Please return the listing below from the line with "of the neck" through its last line, exactly, and include nothing else.

━━━━━ GIVEN INFORMATION ━━━━━

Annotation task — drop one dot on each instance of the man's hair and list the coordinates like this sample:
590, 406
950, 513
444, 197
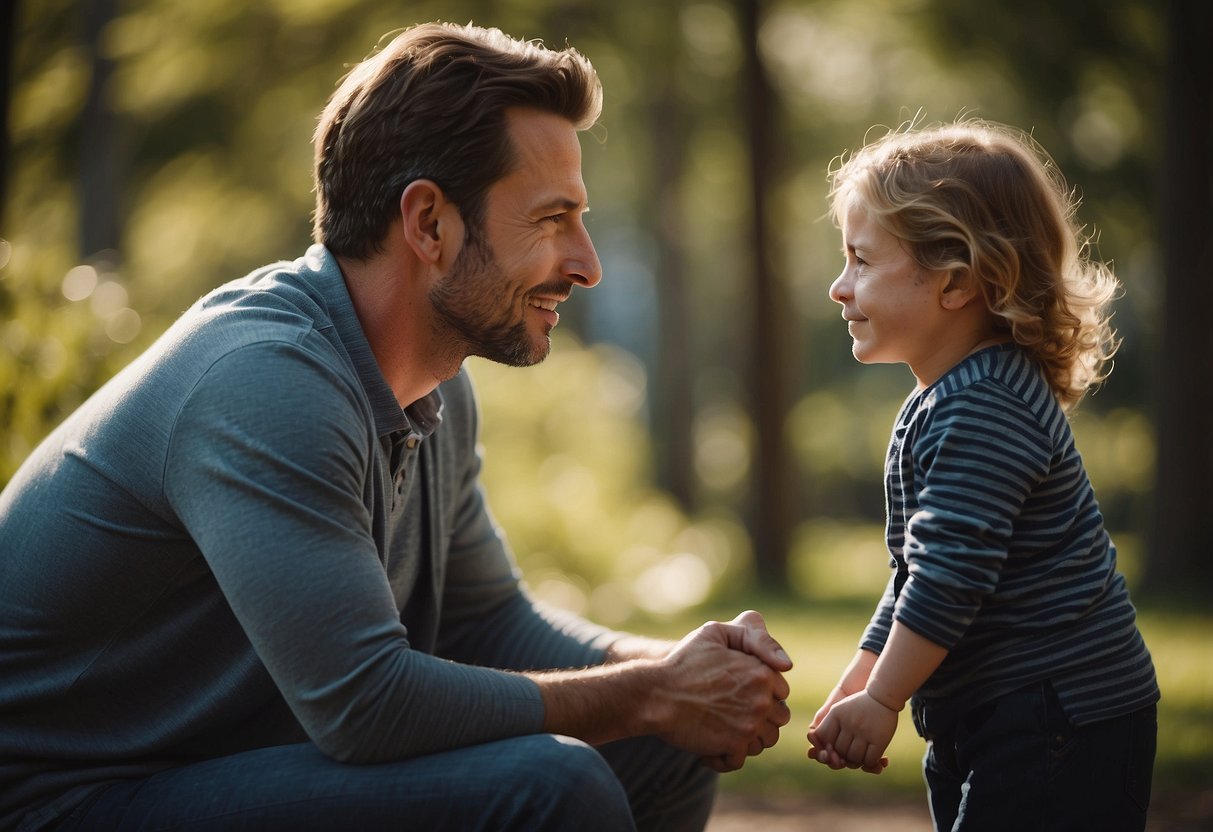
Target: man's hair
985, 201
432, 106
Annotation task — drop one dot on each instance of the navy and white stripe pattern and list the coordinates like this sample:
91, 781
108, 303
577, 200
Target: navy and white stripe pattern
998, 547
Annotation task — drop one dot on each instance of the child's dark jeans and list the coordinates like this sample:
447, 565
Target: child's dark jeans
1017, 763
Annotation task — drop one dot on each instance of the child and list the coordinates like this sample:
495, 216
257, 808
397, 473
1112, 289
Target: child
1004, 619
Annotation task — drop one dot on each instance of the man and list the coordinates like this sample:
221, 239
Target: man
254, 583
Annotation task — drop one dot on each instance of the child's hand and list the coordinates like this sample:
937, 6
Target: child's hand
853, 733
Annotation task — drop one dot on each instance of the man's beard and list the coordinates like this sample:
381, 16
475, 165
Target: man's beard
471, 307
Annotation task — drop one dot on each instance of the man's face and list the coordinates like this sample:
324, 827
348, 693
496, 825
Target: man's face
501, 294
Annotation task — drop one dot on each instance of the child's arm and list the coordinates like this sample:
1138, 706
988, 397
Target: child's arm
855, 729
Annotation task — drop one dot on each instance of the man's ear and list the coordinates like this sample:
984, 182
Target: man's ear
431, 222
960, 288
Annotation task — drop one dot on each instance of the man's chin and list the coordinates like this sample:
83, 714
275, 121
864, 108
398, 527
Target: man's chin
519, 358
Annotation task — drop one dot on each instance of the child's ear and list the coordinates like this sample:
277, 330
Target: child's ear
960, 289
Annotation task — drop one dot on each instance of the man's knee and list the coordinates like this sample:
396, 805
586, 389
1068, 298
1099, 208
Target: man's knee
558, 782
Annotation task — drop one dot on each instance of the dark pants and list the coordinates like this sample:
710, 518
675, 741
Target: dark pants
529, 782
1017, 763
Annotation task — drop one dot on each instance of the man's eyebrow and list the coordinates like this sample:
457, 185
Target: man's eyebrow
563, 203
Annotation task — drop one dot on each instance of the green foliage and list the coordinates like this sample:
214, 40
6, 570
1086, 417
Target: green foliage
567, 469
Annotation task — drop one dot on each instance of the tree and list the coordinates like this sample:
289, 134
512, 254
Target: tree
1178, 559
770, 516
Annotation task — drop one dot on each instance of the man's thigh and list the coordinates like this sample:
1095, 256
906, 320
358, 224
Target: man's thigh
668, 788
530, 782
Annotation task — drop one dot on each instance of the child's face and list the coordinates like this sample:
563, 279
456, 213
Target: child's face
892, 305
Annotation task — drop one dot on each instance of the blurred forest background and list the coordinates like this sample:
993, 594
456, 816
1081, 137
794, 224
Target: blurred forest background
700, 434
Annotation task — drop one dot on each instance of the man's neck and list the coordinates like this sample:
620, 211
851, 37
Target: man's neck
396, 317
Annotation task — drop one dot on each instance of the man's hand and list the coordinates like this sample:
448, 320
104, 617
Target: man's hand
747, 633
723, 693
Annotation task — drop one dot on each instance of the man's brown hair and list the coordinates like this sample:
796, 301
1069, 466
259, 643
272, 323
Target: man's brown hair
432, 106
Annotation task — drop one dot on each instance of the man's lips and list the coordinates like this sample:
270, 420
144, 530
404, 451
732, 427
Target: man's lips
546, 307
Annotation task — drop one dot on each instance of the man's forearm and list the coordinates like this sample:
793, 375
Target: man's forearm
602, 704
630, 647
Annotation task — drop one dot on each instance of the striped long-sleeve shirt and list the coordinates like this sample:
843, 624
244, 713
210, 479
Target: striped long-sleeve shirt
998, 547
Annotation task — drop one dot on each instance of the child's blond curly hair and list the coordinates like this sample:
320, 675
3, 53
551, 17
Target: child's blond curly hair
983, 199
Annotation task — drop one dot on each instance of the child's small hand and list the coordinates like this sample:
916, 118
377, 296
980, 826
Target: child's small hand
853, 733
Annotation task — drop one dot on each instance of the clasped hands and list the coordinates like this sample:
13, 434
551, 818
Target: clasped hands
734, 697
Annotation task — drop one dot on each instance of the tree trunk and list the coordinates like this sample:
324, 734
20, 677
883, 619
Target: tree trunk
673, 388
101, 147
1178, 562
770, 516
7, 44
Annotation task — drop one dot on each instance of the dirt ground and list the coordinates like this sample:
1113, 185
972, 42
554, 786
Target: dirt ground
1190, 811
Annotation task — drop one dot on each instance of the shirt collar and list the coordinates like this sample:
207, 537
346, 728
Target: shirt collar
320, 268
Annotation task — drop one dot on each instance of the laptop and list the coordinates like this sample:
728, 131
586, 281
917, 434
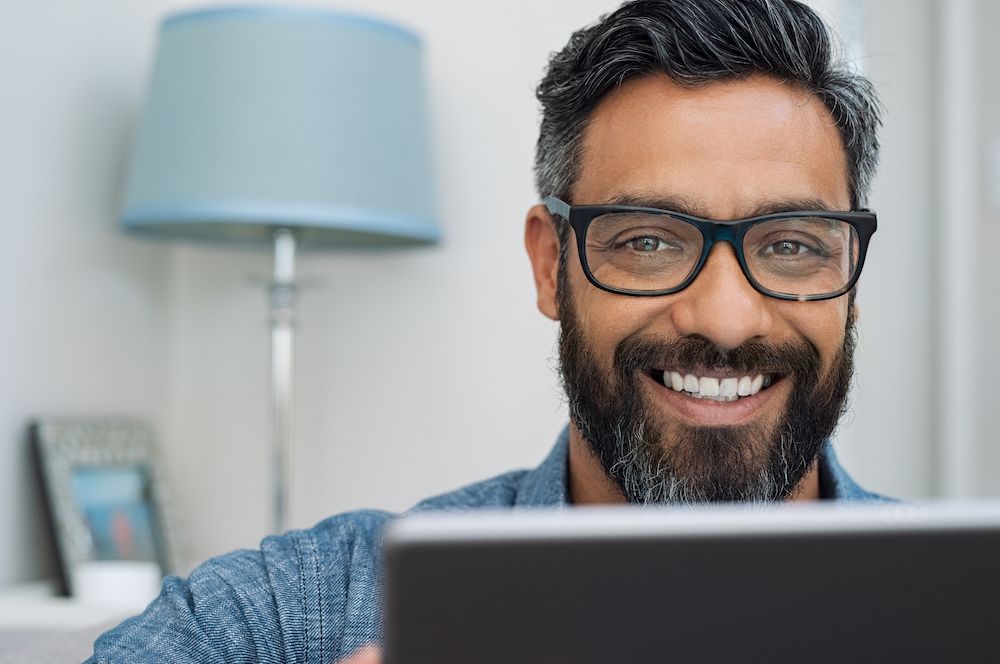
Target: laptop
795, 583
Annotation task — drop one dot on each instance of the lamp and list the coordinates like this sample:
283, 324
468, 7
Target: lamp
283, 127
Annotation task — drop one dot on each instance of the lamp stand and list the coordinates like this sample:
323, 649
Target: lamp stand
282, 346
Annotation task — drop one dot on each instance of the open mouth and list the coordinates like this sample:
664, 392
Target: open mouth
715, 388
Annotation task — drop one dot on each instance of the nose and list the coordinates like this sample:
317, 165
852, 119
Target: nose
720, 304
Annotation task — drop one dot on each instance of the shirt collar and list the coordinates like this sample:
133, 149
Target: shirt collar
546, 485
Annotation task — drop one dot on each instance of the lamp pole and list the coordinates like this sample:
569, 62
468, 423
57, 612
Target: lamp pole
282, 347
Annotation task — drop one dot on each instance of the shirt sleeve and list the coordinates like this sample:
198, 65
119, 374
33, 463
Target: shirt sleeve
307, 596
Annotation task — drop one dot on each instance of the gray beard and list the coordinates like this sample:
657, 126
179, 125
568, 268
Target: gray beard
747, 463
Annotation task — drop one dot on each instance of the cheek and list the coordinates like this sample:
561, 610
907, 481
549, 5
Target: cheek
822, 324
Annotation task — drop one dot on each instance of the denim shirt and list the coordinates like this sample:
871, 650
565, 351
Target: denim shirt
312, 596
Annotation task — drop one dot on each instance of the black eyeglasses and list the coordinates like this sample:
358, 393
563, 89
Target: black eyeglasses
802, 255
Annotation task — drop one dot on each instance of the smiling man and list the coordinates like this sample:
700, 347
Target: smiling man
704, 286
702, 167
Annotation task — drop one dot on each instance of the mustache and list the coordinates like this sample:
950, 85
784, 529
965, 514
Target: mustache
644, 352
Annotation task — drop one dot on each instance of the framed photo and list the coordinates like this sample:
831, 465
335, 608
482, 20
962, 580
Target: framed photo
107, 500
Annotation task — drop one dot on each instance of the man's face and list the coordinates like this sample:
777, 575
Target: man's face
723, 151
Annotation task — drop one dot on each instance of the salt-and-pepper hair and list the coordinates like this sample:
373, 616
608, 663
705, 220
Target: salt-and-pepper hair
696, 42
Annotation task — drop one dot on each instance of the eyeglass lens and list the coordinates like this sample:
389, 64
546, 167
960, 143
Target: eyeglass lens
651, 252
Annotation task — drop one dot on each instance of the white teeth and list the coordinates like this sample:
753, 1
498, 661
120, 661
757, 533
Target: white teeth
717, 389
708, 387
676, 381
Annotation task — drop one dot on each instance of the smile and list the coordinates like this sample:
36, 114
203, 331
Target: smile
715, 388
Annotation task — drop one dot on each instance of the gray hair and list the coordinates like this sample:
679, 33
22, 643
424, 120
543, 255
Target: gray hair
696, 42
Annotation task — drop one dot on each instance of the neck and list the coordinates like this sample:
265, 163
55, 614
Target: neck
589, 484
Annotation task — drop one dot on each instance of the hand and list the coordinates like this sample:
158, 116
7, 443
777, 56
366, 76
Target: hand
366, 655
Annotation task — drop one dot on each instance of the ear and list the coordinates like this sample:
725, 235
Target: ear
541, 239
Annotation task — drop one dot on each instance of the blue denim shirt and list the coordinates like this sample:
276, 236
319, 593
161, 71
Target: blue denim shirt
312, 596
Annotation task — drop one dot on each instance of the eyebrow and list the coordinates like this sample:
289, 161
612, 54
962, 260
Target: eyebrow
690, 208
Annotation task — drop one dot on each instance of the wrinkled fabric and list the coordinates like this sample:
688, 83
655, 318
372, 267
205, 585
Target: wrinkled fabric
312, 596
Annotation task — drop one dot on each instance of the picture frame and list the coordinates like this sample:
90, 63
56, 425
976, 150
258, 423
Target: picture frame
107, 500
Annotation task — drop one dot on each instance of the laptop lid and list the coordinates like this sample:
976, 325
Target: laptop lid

━━━━━

▶ ANSWER TO THE EXERCISE:
Annotation task — drop one dot on each instance of the neck and list the coordinates like this sample:
265, 163
55, 614
Target: neck
589, 484
Annotation task — drop one dot on each instance of the hand and list the coordinates like this sample:
158, 116
7, 443
777, 56
366, 76
Target: hand
366, 655
Annotation task — drop one dot on each instance of the ear and list the coordinates like this sample:
725, 235
Target: ear
541, 239
Annotation task — drop one dot on each instance of the blue denim shirt and list the coordinates like this sample:
276, 236
319, 593
161, 71
Target: blue denim shirt
312, 596
Annotation task — drop one dot on each instance of the eyebrow and list the coordinates like this sample:
289, 161
612, 54
962, 260
Target: eyebrow
690, 208
Annotation task — drop one dot on each instance of the wrinkled fabric and list the coordinates like this sample:
688, 83
655, 318
372, 267
205, 585
Target: wrinkled fabric
312, 596
Annotation task — drop one dot on each instance of the picture frame and list the coordinates like this sample:
90, 63
56, 425
976, 150
258, 423
Target: picture frame
107, 500
Annotation task — drop one dot on each instance of the laptop lid and list the coordinates like this sample:
976, 325
Target: laptop lid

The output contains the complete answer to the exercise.